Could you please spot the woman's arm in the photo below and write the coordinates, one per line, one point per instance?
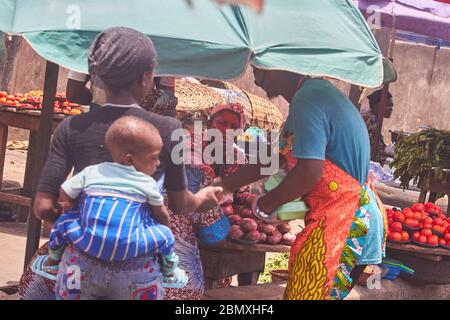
(55, 171)
(161, 215)
(299, 182)
(44, 207)
(185, 201)
(244, 176)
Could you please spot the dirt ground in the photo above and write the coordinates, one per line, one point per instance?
(13, 235)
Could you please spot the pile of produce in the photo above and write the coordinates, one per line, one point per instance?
(247, 229)
(33, 101)
(418, 153)
(421, 224)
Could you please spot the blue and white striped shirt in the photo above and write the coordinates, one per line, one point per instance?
(112, 226)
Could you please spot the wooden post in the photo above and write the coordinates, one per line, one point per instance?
(355, 95)
(383, 102)
(3, 142)
(41, 153)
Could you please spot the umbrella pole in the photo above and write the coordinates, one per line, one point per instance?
(43, 145)
(383, 102)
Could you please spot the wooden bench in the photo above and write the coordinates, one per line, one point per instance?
(270, 291)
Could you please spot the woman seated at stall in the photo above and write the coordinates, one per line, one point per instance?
(210, 227)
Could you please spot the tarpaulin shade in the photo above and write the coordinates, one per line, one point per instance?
(320, 38)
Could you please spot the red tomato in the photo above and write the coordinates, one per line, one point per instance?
(428, 225)
(407, 211)
(400, 217)
(418, 215)
(427, 220)
(395, 236)
(423, 239)
(416, 236)
(409, 214)
(412, 223)
(417, 207)
(426, 232)
(438, 229)
(396, 227)
(405, 236)
(433, 240)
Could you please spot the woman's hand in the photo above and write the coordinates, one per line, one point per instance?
(208, 198)
(44, 207)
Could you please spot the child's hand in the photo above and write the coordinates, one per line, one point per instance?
(66, 205)
(65, 201)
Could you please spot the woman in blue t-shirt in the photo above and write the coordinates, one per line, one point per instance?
(327, 147)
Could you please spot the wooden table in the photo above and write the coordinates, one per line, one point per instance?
(227, 259)
(433, 254)
(29, 122)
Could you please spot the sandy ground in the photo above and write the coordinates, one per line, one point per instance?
(13, 235)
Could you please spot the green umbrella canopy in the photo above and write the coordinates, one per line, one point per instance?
(2, 45)
(319, 38)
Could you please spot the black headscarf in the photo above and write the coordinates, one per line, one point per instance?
(120, 55)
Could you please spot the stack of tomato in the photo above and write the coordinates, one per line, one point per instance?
(246, 228)
(10, 100)
(424, 224)
(33, 100)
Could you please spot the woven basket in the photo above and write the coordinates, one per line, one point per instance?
(195, 100)
(265, 115)
(258, 111)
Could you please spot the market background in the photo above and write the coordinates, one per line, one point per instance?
(420, 93)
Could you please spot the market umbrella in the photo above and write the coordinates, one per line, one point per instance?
(320, 38)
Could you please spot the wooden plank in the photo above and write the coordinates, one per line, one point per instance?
(228, 245)
(23, 120)
(42, 148)
(430, 257)
(3, 142)
(226, 263)
(248, 278)
(416, 249)
(15, 199)
(267, 292)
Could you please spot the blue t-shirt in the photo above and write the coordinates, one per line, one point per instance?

• • • • •

__EXERCISE PROMPT__. Copy out every one of the lines above word for word, leaving the pictures out.

__ANSWER TO THE PROBLEM__.
Could you please spot the woman's arm in the photo below and write the coordinates, one per line, one point per instance?
(55, 171)
(161, 215)
(299, 182)
(44, 207)
(185, 201)
(244, 176)
Could you please spot the dirt ground in the photo above and write the coordinates, one per line, one point per instance?
(13, 235)
Could you please spot the pile of produce in the photo above and write the coordinates, one per line, one point per instance?
(247, 229)
(33, 101)
(418, 153)
(421, 224)
Could you please spot the blue and white striped shirt in the photo above and write the coordinates, one per line, one point per instance?
(112, 226)
Could you please spot the wooden post in the photo above and write the coordinates, one per line, one point per instance?
(355, 95)
(383, 102)
(3, 142)
(41, 153)
Could you please spot the umbrella pole in the photo above and write the coordinates, one per line, one point per instance?
(43, 145)
(383, 102)
Could you please spot the wooden bench in the photo above and write the coordinates, one per line, one point per instance?
(270, 291)
Could you please spot the woman seated at stall in the photo above and write the coordinates, one per line, one point per instance?
(210, 227)
Could you please spot the tarpaulin shade in the photo above and write the coordinates, one per line, one point per instance?
(320, 38)
Could you please spot the red tomato in the photo above and write the coordinates, one per line, one point per instance?
(428, 225)
(407, 211)
(400, 217)
(418, 215)
(427, 220)
(395, 236)
(423, 239)
(416, 236)
(409, 214)
(412, 223)
(417, 207)
(426, 232)
(438, 229)
(396, 227)
(405, 236)
(433, 240)
Could you please spot the woman's hand in the photo above and write the coordinates, one per line, one point per instance?
(208, 198)
(44, 207)
Could you please spot the child's hand in the photo above and write the coordinates, one per line, one point per instance?
(66, 205)
(65, 201)
Could you please spot the woman in blue t-shirt in the photo above and write the coordinates, one per line, one point per instance?
(327, 147)
Could you please spot the wooden table in the photo above and write the coordinates, one per line, one point per instance?
(227, 259)
(433, 254)
(29, 122)
Could you please spot the sandy ground in the photo above and write the coordinates, one per line, one point per instance?
(13, 235)
Could you please spot the green umbrella canopy in the photo above and write the coordinates, one per line, one point per instance?
(2, 45)
(319, 38)
Could you please spot the black headscarf in the photo above and write the coordinates, one per line, one point per instance?
(120, 55)
Could you please spot the stack of tomato in the photo above and write the coordinates, one per line, one point per instance?
(246, 228)
(10, 100)
(424, 224)
(33, 100)
Could you please spot the woven basket in the photo above and write the coordinates, one per line, one point per instance?
(195, 100)
(265, 115)
(258, 111)
Could you please spot the market background in the photo above and write the coordinates, one per line, one point per instance?
(420, 93)
Could you please spot the market umbrella in the photo above and write the coordinates, one per line, one point per instance?
(320, 38)
Could you please spot the wooden plank in the photo above and write the coordinates, one per line, one point per instance?
(228, 245)
(23, 120)
(42, 148)
(430, 257)
(3, 142)
(226, 263)
(248, 278)
(416, 249)
(15, 199)
(267, 292)
Could you please spot the blue t-shirt in the photo above and write the coordinates, one per line, one point per instance?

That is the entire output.